I SHOULD be able to do search 124, the marching band orlando trip, nicaragua AND state convention over the course of like, a month. provided I can go straight from getting back to orlando to the airport for nica. but NBD. (:
the person i like and why i like them. This one time in Nicaragua…. if you don’t know that story, you don’t need to.
a famous person i’ve been compared to. Charlize Theron.. only once but it’s the only one I remember. and I don’t see it at all.
5 things that irritate me about the same sex/opposite sex. same sex: whores. look alikes. gossip. dumbness. judgementalness. opposite sex: tools. ..yeah, that’s about it.
the best thing that has happened to me this week. band camp.
weird things i do when i’m alone. browse internet hate machines………..
how i’d spend ten thousand bucks. travel.
things i like and things i don’t like about the way i look. likes: eyes, face. dislikes: hair, bust or lack thereof.
my last night out in detail. skinny dipping at midnight. pretty legit.
something that makes me sad when i think about it. my love life or again, lack thereof.
something i’ve lied about. nothing comes to mind.

● Available data
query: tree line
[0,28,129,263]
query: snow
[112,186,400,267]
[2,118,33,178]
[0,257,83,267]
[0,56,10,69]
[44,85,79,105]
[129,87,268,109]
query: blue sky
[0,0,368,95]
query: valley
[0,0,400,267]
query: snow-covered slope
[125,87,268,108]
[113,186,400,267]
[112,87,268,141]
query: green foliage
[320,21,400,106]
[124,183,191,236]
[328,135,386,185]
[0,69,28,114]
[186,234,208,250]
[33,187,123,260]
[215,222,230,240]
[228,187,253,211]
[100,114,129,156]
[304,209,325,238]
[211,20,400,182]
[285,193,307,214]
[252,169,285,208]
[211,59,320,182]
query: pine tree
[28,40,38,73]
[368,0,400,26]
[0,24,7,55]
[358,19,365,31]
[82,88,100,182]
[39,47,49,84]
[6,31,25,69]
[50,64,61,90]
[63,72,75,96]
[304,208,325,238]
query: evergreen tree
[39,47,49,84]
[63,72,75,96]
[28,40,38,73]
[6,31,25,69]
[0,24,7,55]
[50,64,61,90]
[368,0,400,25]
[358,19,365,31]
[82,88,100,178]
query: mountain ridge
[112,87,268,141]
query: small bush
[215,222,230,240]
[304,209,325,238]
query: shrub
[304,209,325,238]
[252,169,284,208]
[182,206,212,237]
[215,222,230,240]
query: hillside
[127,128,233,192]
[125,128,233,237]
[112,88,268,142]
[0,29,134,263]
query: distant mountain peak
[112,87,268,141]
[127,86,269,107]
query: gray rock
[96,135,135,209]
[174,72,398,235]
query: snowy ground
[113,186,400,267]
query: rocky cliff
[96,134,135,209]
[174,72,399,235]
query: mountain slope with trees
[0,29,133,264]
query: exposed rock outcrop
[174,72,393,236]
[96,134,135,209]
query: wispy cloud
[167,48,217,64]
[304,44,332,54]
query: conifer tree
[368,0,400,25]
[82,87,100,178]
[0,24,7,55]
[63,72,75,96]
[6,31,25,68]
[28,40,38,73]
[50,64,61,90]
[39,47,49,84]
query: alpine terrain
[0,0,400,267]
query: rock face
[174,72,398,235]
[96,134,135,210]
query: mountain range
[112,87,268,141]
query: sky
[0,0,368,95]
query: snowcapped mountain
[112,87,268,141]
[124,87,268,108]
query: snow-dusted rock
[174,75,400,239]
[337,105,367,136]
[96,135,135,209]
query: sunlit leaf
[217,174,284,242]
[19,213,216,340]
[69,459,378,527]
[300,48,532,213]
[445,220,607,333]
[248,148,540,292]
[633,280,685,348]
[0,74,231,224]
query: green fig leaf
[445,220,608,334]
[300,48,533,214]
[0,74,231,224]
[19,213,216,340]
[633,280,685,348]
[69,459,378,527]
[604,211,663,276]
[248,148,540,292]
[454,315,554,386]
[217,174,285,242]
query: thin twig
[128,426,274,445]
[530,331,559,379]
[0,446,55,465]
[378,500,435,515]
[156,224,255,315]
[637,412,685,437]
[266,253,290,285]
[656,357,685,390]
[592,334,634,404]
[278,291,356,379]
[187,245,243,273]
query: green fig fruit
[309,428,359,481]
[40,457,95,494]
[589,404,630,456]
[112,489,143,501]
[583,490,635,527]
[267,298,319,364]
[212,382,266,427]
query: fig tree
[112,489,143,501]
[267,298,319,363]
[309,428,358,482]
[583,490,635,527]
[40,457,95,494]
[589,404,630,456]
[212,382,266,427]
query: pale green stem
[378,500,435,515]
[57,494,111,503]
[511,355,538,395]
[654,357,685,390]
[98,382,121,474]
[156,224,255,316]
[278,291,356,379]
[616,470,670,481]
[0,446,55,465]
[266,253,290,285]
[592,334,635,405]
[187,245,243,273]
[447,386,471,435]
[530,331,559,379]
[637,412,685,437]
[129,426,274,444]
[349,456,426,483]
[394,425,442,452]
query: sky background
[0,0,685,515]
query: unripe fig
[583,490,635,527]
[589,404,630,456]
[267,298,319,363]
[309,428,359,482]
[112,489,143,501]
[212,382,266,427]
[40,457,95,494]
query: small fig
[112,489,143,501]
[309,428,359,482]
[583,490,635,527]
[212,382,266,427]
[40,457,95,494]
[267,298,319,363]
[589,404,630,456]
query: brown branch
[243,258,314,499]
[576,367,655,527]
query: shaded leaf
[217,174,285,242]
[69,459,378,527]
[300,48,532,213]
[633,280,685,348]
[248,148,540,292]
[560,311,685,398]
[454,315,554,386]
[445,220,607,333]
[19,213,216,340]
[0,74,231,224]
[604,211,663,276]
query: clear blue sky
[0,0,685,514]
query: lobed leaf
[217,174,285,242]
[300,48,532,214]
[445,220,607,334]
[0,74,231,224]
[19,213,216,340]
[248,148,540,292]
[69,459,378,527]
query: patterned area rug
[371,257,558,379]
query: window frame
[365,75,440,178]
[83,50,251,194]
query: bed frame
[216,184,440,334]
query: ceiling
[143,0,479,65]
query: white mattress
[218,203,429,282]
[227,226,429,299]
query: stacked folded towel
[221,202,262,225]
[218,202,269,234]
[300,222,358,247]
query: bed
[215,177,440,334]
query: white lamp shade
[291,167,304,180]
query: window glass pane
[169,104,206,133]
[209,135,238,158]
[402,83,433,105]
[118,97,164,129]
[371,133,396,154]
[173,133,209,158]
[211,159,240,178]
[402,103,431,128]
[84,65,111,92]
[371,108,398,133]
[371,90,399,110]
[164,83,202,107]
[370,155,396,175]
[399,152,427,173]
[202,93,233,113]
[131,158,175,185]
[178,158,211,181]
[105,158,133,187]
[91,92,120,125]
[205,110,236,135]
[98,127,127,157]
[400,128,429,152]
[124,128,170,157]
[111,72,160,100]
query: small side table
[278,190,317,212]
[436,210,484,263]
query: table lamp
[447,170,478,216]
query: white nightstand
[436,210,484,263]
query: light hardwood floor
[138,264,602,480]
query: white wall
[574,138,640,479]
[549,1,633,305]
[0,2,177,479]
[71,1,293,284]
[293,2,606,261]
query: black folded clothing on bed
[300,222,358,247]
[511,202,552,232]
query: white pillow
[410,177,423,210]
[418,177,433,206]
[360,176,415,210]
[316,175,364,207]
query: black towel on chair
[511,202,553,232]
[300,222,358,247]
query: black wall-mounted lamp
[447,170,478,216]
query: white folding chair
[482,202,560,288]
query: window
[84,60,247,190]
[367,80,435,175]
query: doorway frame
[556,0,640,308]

● Exercise set
1. Write down the part of the personal survey blog post from "I SHOULD be" up to and including "see it at all.", copying it word for word.
2. Resume the personal survey blog post from its final line, adding more entries in the same style.

● Task-by-task outputs
1.
I SHOULD be able to do search 124, the marching band orlando trip, nicaragua AND state convention over the course of like, a month. provided I can go straight from getting back to orlando to the airport for nica. but NBD. (:
the person i like and why i like them. This one time in Nicaragua…. if you don’t know that story, you don’t need to.
a famous person i’ve been compared to. Charlize Theron.. only once but it’s the only one I remember. and I don’t see it at all.

2.
would i rather be stranded on a desert island with someone i love for ten years or someone i hate for a month? explain why. Love for ten years, provided they’d love me back. and because I pretty much HAVE been stranded with someone I hate for a month.. it’s not pretty.
something i’m currently worrying about. the fact that I’m actually supposed to wake up at a reasonable hour tomorrow.
one person from tumblr i’d throw off a cliff, one i’d marry and one i’d fuck. not enough people on my tumblr. so facebook.. cliff=Jeremy Cooley. marry=Max Siris. fuck=Robert Bland.
something i do without realising. bite my nails. stopped that for a while, then summer started.
lyrics that apply to my current situation/mood. I’m not the type to get my heart broken, I’m not the type to get upset and cry ’Cause I never leave my heart open Never hurts me to say goodbye
Relationships don’t get deep to me Never got the whole “in love” thing And someone can say they love me truly But at the time it didn’t mean a thing
This time was different Felt like I was just a victim And it cut me like a knife When you walked out of my life Now I’m in this condition And I’ve got all the symptoms Of a girl with a broken heart But no matter what you’ll never see me cry
a drunken story. I don’t drink.
something i regret. I try not to regret anything.. all of it makes me who I am
post a picture of myself. too lazy.
my longest relationship and who it was with. 4 months, some ginger kid.